◆ Available records
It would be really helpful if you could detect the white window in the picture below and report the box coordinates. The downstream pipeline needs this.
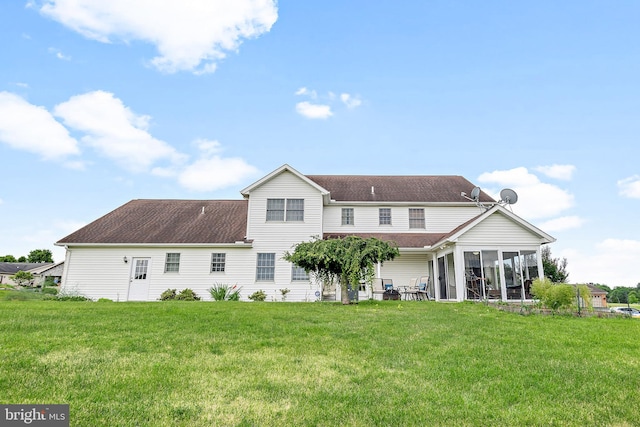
[266,198,304,222]
[211,253,226,272]
[286,199,304,221]
[291,264,309,281]
[379,208,392,225]
[164,253,180,273]
[342,208,354,225]
[409,208,425,229]
[256,253,275,281]
[266,199,285,221]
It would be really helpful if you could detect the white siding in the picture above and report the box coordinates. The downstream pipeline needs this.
[323,205,482,233]
[379,252,431,290]
[457,212,545,246]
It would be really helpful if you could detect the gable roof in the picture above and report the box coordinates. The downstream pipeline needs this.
[56,200,248,245]
[240,164,329,198]
[306,174,495,203]
[431,204,556,247]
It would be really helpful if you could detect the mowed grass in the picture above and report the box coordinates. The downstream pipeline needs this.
[1,299,639,426]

◆ Your objective
Return every entry above exactly. Pictures stay out.

◆ Problem solution
It would be really helpful if you could detect the white window in the picture below and report the box coordinates. The downstream pipeline needs this.
[266,198,304,222]
[211,253,226,272]
[286,199,304,221]
[291,264,309,281]
[379,208,392,225]
[164,253,180,273]
[342,208,354,225]
[409,208,425,229]
[256,253,275,281]
[266,199,285,221]
It would be really helpful if you could detect the white siding in the picture above and report the box coordinates. The downstream pipeline needs this.
[323,205,482,233]
[379,252,431,290]
[457,212,545,246]
It would be really helpful if you could detect the gable roof in the picture above and report the box coordinates. The downstream pipeline needs this.
[56,200,248,245]
[240,164,329,198]
[306,174,495,203]
[431,204,556,247]
It would be really helpful if you could detect the mowed grass in the picture above and report the box coordinates. The downstream pipeline needs this.
[1,299,639,426]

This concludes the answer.